## Try it
Use the entries below and reproduce exactly the lines from the one containing "Target: yellow flag with royal emblem" down to the one containing "Target: necklace", both of them included.

## Recorded data
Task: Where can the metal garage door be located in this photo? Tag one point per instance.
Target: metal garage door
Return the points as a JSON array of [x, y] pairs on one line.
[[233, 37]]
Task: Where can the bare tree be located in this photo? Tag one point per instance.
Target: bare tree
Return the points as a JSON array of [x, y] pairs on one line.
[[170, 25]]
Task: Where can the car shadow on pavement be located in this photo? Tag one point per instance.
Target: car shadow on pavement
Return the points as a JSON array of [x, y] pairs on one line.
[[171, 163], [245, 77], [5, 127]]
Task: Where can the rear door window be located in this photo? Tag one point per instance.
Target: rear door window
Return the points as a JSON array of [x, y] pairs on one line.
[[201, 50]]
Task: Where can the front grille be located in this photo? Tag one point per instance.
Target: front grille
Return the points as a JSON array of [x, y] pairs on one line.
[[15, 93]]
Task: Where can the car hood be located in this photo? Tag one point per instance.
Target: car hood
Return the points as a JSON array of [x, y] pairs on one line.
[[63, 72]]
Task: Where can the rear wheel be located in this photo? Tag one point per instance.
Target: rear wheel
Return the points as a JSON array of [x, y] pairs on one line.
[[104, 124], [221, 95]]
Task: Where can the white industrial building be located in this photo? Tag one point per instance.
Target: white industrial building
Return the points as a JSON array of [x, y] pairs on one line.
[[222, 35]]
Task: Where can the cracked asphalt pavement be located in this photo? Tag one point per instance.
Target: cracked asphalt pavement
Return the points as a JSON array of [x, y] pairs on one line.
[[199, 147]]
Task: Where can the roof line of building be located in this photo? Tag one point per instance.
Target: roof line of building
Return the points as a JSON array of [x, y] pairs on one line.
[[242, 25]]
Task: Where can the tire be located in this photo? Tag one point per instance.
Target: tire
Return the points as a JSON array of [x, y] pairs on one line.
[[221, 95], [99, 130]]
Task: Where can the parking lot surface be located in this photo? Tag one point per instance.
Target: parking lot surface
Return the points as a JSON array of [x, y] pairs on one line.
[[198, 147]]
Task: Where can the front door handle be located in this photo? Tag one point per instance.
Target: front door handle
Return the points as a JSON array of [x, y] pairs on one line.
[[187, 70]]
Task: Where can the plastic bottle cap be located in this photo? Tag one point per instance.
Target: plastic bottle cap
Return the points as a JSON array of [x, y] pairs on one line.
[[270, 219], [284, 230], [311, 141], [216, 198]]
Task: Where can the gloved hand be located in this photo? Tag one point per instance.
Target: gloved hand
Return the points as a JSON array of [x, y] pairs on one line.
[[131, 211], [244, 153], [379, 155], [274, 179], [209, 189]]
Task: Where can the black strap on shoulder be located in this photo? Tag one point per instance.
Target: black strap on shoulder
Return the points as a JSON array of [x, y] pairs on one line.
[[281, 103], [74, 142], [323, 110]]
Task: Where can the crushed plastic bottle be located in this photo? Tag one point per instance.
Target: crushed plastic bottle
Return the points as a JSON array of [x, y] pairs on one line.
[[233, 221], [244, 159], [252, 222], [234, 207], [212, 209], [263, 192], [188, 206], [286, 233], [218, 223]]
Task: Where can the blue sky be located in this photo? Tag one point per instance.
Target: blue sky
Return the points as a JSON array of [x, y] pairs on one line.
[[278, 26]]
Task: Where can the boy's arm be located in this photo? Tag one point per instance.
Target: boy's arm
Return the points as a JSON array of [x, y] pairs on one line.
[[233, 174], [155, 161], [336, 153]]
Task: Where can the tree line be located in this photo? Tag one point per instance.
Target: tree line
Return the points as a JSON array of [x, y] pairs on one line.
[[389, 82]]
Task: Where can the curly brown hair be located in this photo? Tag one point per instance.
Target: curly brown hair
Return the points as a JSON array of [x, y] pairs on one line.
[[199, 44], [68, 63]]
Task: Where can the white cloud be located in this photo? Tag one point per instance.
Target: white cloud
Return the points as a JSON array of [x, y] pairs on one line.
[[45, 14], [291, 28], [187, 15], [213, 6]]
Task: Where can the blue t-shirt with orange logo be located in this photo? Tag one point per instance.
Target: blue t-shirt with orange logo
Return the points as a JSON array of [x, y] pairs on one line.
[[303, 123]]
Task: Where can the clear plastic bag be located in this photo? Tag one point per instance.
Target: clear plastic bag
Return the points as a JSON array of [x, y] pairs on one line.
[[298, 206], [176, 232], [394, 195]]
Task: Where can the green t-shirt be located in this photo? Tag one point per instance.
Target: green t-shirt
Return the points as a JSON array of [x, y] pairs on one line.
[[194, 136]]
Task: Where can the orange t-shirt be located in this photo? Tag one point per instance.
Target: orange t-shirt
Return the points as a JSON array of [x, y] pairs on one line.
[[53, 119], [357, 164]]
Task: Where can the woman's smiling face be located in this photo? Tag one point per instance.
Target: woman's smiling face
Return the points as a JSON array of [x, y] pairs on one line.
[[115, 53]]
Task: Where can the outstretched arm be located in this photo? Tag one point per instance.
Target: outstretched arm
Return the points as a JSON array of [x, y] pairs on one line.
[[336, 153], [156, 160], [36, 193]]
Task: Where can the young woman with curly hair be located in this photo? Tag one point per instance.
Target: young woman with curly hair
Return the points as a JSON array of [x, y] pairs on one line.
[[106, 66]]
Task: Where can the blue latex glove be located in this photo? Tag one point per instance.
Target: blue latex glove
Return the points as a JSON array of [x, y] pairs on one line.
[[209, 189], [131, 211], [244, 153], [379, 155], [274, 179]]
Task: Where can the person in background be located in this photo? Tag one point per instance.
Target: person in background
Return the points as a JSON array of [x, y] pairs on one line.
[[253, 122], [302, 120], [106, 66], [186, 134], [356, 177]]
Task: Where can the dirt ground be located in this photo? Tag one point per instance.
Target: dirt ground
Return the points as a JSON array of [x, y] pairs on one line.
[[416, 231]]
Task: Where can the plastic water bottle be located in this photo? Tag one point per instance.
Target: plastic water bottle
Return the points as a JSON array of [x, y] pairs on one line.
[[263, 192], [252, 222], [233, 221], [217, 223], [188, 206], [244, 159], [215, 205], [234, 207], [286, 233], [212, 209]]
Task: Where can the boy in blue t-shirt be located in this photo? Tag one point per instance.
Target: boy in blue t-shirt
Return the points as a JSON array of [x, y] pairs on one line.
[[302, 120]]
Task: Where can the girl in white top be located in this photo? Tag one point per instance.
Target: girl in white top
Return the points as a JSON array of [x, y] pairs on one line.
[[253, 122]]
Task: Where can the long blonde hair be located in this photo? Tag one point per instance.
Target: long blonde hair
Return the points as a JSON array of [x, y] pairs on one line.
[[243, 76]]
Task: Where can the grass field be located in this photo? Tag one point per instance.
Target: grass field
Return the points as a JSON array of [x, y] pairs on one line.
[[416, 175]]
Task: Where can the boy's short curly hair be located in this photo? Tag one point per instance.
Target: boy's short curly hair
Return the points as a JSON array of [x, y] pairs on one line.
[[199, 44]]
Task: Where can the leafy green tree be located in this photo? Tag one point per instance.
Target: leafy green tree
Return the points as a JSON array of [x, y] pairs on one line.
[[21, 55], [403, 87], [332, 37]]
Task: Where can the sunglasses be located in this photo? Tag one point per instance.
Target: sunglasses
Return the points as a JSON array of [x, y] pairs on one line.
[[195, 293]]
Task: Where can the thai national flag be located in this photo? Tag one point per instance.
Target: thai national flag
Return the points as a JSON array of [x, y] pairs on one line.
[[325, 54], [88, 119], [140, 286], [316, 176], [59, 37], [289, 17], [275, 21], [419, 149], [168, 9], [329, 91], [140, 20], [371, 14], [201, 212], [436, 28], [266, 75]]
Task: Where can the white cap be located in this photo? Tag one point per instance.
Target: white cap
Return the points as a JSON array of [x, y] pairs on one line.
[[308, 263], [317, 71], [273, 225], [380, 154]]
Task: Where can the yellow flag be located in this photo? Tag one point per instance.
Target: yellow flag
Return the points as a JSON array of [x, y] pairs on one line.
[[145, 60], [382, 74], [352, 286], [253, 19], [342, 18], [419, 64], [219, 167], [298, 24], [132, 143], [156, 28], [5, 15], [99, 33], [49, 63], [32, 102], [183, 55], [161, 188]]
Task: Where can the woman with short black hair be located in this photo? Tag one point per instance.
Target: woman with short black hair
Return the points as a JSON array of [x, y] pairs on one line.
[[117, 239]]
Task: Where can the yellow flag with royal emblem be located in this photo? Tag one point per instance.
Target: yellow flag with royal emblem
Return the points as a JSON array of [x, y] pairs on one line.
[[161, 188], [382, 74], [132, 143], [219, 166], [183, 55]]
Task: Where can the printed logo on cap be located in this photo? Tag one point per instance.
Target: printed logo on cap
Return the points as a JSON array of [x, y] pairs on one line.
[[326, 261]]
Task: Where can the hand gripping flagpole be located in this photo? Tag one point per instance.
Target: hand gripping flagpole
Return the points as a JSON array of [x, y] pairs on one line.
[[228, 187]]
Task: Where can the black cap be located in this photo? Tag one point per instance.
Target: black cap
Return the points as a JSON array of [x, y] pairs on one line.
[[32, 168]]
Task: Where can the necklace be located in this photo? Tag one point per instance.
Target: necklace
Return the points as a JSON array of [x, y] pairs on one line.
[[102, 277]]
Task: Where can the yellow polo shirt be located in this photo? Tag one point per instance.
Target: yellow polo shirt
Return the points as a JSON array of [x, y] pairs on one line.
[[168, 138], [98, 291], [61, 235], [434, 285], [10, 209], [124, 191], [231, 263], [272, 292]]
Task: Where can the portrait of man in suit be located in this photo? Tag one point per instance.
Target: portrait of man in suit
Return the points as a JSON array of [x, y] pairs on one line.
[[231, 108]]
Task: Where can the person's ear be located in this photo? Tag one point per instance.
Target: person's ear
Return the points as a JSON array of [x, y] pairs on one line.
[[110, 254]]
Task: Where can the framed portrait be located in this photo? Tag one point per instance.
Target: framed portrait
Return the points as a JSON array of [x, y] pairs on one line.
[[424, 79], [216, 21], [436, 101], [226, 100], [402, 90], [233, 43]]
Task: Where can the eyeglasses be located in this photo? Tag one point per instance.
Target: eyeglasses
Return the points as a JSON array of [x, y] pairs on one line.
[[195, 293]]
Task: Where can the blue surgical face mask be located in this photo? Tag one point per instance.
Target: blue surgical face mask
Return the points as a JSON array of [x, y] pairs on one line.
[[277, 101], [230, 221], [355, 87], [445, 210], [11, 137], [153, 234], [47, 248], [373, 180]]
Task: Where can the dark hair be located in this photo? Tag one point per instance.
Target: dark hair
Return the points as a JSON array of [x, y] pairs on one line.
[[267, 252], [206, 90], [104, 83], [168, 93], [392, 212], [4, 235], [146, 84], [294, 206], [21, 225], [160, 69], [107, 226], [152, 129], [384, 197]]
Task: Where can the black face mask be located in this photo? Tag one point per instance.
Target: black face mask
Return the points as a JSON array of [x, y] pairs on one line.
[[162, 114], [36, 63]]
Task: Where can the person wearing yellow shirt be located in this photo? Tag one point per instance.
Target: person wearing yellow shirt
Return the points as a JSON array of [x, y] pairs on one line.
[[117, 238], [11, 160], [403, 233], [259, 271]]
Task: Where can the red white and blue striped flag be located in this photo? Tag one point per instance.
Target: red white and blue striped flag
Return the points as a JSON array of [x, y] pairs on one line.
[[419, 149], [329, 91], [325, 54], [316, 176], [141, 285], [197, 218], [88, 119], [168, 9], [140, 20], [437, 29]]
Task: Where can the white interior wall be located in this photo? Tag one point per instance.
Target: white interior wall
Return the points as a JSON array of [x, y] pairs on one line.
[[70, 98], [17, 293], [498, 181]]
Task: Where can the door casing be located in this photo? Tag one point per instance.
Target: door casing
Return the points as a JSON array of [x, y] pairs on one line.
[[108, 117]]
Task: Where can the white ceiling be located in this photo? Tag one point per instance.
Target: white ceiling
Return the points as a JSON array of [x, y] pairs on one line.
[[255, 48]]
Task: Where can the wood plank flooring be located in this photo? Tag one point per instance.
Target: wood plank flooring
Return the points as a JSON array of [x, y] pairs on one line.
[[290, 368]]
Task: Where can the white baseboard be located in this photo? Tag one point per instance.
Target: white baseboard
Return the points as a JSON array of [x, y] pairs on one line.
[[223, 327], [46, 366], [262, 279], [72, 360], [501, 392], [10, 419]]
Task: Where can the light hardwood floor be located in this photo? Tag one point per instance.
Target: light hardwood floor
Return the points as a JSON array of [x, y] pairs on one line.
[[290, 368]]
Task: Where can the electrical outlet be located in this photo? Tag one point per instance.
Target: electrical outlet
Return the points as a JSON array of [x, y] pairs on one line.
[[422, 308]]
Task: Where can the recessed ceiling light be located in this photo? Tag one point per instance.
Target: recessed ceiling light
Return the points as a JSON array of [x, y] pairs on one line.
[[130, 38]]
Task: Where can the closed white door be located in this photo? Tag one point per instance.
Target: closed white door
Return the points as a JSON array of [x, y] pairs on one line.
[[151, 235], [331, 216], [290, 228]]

## Task solution
Target: yellow flag with royal emblem
Return the points as a JSON array of [x, y] pairs on one line.
[[161, 188], [382, 74], [132, 143], [219, 166], [183, 55]]
Task: Where can the printed logo on cap be located in this photo? Tag one point per instance.
Target: printed logo on cap
Return the points as a JSON array of [x, y] pairs on one line.
[[326, 261]]
Task: Where can the hand gripping flagpole be located in this photo? Tag one point per instance.
Target: hand gripping flagpole
Return the points as a JSON array of [x, y] pairs on one line.
[[228, 187]]
Task: Where can the black cap be located in this photo? Tag one point per instance.
Target: black cap
Return the points as a JSON array of [x, y] pairs on one line.
[[32, 168]]
Task: Where can the necklace be located in this photo? Tag one point per instance.
Target: necklace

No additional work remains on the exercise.